◆ **EXERCISE OBJECTIVE**
Take each line of the data that contains the string "building" and copy it.

◆ **TASK DATA**
━━━
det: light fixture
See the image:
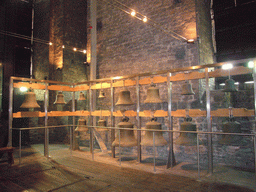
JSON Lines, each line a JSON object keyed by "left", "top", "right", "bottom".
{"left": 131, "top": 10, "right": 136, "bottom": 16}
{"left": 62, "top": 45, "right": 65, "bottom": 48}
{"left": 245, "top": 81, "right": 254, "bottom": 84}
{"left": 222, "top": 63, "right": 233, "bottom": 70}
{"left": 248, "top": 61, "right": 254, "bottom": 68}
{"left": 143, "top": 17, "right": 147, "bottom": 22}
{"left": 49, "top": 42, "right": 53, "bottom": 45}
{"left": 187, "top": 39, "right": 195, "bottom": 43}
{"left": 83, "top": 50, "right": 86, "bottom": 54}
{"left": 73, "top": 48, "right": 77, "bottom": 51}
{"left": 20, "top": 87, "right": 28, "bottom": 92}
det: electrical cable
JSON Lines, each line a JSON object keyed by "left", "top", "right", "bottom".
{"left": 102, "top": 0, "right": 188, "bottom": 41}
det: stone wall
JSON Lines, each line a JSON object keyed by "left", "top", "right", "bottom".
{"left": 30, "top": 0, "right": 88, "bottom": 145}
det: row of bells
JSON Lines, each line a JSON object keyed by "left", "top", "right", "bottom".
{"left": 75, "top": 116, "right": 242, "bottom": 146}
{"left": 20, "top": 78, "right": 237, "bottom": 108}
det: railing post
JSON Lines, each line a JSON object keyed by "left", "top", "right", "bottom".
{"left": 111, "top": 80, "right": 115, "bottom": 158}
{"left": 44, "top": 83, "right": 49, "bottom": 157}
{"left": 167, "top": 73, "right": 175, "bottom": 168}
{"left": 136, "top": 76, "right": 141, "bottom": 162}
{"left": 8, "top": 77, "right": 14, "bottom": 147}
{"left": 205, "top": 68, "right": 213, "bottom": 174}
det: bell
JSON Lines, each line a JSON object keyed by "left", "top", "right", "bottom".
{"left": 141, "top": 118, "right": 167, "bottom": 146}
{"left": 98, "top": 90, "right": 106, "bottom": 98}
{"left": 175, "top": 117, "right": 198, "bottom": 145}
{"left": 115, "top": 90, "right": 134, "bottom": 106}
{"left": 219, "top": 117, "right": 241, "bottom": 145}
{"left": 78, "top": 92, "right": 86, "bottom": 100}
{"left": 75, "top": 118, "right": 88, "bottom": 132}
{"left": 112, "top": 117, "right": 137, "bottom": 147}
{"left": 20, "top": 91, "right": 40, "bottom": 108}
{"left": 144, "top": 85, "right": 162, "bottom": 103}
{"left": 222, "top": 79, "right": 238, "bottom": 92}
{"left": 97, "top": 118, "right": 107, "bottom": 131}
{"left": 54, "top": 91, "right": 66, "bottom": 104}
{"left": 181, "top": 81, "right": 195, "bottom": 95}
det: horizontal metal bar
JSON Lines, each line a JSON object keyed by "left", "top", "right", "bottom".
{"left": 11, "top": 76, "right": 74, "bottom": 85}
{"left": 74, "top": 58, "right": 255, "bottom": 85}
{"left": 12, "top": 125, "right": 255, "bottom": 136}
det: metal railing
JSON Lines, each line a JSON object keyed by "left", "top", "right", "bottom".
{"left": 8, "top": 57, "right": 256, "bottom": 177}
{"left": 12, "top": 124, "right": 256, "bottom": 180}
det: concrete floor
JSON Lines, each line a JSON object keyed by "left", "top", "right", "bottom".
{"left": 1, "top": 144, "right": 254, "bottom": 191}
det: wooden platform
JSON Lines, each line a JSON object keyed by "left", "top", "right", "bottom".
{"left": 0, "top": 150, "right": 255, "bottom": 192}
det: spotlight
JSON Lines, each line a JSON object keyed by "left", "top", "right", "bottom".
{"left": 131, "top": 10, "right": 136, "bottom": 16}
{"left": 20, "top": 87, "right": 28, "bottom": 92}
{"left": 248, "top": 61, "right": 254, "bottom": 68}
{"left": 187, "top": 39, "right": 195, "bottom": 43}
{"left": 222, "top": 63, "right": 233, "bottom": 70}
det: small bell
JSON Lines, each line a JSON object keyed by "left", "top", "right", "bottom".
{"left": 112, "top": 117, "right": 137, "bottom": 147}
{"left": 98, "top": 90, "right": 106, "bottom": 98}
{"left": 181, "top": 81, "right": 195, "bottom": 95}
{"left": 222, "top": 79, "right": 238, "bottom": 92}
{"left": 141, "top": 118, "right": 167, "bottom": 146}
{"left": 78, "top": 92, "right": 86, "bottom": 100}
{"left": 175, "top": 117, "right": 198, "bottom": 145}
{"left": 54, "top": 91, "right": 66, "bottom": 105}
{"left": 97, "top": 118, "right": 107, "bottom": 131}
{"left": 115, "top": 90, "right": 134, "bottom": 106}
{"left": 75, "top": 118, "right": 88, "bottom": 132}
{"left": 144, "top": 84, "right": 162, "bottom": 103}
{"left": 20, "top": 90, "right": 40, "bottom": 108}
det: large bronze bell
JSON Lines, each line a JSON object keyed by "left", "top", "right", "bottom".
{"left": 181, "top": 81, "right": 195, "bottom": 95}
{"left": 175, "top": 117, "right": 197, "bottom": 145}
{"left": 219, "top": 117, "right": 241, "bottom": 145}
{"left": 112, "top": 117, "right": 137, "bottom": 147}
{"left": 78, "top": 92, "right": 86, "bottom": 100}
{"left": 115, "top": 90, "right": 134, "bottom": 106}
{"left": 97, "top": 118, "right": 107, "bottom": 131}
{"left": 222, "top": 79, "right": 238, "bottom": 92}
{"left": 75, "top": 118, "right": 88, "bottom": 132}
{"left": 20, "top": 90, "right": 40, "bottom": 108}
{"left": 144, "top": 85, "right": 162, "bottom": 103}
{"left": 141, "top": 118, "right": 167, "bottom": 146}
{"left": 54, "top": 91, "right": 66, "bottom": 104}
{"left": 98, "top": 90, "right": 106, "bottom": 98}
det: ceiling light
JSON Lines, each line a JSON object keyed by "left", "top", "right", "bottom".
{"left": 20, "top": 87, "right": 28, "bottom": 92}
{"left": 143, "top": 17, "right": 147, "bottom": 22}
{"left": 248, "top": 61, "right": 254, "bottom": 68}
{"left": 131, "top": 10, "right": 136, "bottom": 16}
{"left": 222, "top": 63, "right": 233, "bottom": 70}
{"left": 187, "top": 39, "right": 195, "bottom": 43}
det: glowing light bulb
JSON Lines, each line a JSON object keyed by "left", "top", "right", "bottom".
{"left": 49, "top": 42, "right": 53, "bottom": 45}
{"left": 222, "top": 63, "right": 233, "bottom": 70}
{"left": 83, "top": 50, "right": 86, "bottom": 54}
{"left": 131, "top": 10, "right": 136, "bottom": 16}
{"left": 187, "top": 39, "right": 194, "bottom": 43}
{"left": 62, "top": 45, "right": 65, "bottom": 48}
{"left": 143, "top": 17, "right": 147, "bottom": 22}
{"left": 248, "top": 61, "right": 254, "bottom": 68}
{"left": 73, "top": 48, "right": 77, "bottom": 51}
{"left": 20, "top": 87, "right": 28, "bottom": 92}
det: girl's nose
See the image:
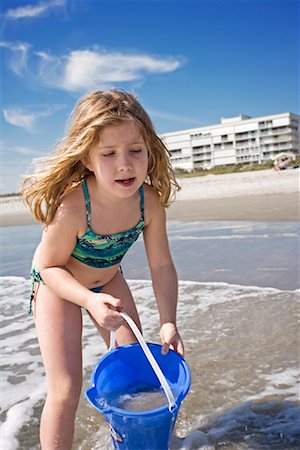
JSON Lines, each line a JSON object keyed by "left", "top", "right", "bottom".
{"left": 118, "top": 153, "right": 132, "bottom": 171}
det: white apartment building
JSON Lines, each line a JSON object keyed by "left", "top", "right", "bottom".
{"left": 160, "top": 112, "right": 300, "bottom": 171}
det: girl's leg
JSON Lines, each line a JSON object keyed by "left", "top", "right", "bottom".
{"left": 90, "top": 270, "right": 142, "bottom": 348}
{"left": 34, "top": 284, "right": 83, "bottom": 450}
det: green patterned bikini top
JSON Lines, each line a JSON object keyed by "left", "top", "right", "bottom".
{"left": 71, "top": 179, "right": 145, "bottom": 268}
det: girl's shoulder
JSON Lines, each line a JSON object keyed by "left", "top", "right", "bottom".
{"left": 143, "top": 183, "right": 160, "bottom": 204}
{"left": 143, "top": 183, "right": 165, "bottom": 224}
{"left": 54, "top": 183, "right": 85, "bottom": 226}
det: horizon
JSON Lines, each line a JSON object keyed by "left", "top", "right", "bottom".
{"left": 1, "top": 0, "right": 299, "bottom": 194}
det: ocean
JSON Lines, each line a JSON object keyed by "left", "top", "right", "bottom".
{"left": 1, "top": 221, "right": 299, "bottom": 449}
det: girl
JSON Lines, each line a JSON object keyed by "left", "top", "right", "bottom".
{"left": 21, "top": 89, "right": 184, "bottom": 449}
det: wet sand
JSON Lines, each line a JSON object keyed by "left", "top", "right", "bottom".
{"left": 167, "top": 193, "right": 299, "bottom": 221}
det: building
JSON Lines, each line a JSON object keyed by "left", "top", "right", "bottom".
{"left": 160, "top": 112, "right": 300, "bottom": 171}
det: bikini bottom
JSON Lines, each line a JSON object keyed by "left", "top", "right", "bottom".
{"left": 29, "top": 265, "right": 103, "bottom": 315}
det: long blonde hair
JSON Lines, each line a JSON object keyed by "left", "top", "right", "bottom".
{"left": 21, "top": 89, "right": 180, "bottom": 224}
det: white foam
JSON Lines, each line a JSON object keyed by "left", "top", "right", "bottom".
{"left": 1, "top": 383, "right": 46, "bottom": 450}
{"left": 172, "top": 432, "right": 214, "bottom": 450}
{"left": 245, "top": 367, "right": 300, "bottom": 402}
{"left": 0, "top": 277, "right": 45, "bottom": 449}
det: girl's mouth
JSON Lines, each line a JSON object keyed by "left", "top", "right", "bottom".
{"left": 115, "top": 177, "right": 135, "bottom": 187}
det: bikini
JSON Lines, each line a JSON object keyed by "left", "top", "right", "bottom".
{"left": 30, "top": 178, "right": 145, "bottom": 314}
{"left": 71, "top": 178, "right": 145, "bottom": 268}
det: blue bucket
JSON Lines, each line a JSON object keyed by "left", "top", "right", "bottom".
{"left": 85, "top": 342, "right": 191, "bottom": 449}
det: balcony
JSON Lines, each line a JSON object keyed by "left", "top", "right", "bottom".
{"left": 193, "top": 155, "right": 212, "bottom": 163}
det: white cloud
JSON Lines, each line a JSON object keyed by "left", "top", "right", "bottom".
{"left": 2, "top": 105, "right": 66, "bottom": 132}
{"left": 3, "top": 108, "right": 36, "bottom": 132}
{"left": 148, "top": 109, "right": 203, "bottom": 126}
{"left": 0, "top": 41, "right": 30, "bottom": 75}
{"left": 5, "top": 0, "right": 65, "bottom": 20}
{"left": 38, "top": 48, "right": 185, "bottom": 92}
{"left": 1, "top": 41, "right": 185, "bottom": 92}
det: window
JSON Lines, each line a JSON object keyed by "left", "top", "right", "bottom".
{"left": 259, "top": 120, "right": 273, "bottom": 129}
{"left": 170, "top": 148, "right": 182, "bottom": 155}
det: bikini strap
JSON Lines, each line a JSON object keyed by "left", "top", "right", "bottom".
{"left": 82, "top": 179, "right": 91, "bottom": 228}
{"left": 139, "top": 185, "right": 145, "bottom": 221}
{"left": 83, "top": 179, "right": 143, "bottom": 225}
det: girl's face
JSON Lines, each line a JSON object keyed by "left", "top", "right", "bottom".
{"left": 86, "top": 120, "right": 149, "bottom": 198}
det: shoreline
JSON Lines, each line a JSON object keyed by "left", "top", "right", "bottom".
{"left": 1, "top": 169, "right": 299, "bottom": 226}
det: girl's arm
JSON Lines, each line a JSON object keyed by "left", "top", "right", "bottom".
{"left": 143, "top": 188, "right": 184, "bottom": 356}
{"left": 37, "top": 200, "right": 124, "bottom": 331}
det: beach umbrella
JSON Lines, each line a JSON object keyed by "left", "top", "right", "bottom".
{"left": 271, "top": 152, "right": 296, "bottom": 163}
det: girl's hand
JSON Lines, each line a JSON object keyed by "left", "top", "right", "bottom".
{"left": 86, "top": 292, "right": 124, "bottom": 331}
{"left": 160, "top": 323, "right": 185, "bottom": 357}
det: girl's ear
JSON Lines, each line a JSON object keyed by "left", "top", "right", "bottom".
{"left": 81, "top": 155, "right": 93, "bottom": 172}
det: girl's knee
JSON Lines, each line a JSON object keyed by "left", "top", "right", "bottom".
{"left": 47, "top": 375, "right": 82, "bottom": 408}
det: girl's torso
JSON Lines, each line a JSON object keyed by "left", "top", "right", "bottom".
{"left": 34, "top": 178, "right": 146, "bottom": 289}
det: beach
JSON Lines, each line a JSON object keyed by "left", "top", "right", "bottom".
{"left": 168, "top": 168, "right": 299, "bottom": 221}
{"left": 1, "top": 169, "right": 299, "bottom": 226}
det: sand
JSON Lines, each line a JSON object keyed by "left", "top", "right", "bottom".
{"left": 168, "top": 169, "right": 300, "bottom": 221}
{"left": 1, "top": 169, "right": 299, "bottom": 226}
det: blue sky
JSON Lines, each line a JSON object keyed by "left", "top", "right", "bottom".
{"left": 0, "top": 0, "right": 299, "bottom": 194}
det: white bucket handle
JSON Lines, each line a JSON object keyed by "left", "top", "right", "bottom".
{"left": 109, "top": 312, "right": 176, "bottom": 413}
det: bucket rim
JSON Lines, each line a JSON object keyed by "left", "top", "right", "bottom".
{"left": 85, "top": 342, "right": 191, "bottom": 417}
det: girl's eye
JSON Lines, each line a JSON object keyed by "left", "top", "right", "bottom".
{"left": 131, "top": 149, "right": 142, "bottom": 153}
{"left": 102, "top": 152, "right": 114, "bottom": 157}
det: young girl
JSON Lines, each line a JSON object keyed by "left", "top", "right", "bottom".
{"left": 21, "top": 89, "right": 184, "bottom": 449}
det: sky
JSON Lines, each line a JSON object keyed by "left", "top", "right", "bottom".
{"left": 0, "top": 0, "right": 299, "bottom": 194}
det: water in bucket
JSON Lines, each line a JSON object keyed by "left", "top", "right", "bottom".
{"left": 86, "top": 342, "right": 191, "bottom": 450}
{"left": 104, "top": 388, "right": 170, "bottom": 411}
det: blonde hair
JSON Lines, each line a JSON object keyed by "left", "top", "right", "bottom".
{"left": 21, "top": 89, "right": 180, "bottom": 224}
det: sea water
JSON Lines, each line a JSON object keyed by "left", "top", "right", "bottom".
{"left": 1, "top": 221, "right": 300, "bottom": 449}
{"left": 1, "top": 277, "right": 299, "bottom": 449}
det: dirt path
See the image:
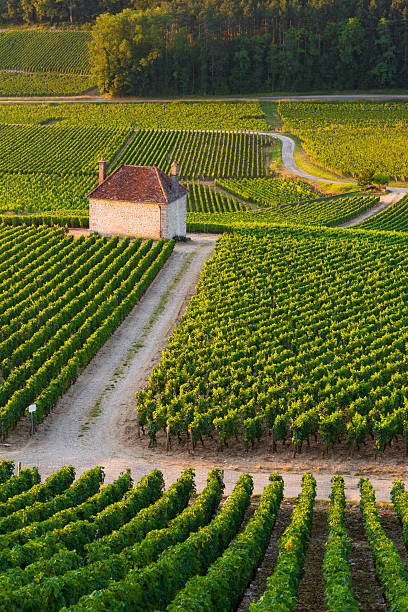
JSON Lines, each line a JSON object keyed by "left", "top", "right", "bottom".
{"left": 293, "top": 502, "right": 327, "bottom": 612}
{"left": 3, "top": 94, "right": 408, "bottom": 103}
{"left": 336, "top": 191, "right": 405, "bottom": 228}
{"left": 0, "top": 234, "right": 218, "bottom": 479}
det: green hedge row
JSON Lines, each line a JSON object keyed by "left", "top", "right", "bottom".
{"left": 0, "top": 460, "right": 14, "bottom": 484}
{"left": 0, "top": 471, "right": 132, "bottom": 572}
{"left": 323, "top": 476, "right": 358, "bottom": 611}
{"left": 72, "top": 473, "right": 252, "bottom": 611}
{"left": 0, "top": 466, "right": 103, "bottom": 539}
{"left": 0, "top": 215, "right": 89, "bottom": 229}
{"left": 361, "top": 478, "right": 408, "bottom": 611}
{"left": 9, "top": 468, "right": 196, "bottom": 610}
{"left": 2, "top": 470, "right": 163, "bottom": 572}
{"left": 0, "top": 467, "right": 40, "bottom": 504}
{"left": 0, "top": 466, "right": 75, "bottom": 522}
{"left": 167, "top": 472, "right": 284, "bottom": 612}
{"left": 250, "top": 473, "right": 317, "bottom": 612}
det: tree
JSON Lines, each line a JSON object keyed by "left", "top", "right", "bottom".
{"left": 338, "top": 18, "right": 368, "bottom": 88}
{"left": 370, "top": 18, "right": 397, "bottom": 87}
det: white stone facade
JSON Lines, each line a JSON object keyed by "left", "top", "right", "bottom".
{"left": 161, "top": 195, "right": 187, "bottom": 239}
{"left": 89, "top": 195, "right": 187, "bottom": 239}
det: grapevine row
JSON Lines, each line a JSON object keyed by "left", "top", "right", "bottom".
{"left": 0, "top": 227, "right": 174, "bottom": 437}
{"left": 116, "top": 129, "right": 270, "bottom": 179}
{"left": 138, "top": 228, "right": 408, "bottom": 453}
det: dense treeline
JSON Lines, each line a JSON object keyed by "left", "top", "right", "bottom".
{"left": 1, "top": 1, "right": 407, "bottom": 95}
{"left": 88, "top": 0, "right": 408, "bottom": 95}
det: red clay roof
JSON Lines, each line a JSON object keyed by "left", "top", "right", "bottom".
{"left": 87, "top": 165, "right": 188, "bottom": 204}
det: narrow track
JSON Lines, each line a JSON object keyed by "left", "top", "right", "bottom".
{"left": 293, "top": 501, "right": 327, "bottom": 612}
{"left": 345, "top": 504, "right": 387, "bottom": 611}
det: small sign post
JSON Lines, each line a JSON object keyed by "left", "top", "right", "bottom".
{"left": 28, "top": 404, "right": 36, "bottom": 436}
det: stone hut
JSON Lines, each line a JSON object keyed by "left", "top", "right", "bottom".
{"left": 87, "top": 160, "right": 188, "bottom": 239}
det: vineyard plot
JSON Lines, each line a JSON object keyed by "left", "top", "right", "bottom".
━━━
◆ **OUTPUT OF THE EXERCISE**
det: white apartment building
det: building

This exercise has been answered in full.